Pharma ad spending up just 1% this year as the slow move away from TV into digital continues

The pharma industry spent just 1% more on all product ads for the first half of this year compared to the same period in 2021, while prescription drug ad spending actually fell.

That’s according to new figures out by the Standard Media Index, which found that for the first six months of 2022, the pharma industry spent $5.5 billion on all ads for its products, most of which was on its drug products.  

While that’s a huge figure, it actually represents a slow drop in growth from previous years, with only a slight 1% lift during January to June 2022 versus the same time last year.

Ad spend for prescription drugs, which accounts for 88% of pharma category dollars ($4.8 billion), in fact fell 2% year on year. On the other hand, ad expenses for over-the-counter medicines and remedies jumped 23% during the same period.  

But those OTC versus Rx figures alone do not show the whole story, as COVID has likely skewed the growth and decline of both. “Prescription ad drug spend grew so fast during the worst of the COVID era [2020 and 2021], that it has retracted while continued strong growth in OTC has kept the category even with the same period last year,” explained Rick Bruner, head of insights and analytics at SMI, in an interview.

The fight for pharma dollars between linear TV ads, print and digital also continues, the report found, but pharma is still hesitant to walk away from TV as quickly as other industries.

Digital dollars

“Pharma has been lagging compared to the rest of the advertising industry, in its having spent more than half its ad budget on linear TV even as recently as the first half of last year,” Bruner said.  

From January to June 2021, pharma advertisers invested just over half (52.4%) of their ad budget on linear TV, and that is only down to 46.6% during the same period in 2022.

But Bruner said that, looking at the total ad market across all categories, advertisers were spending only 44% of their mix on linear TV during the first half of last year and are now down to 39% in the year-to-date period.

__Assignment__.
For each statement below, say yes or no to whether it agrees with the article on pharma ad spending, and quote the words of the article that decide it: (a) Prescription drug ad spending rose in the first half of 2022 compared with the same period in 2021. (b) Ad expenses for over-the-counter medicines and remedies grew by 23%. (c) In the first half of 2022, pharma advertisers put less than half of their ad budget into linear TV.

Items listed in a dataset
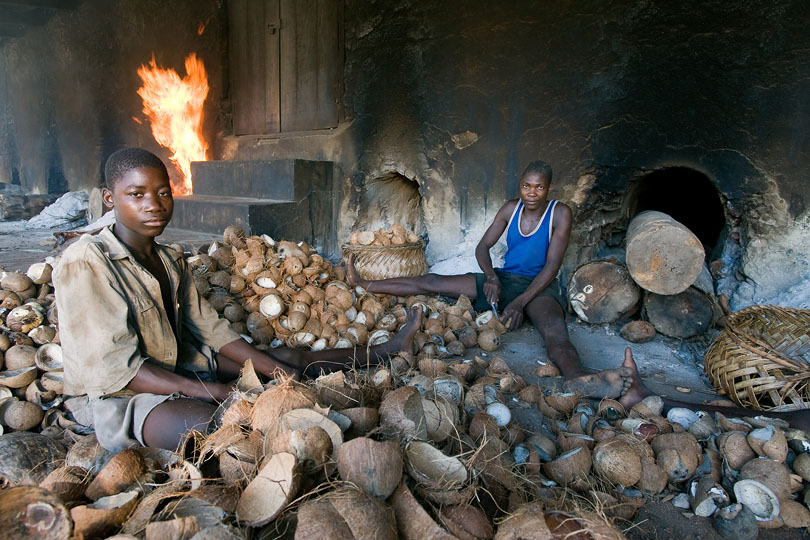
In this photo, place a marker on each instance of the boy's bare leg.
(547, 316)
(453, 286)
(337, 359)
(167, 425)
(637, 392)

__Task answer__.
(a) No: "Ad spend for prescription drugs, which accounts for 88% of pharma category dollars ($4.8 billion), in fact fell 2% year on year."
(b) Yes: "ad expenses for over-the-counter medicines and remedies jumped 23% during the same period."
(c) Yes: "that is only down to 46.6% during the same period in 2022."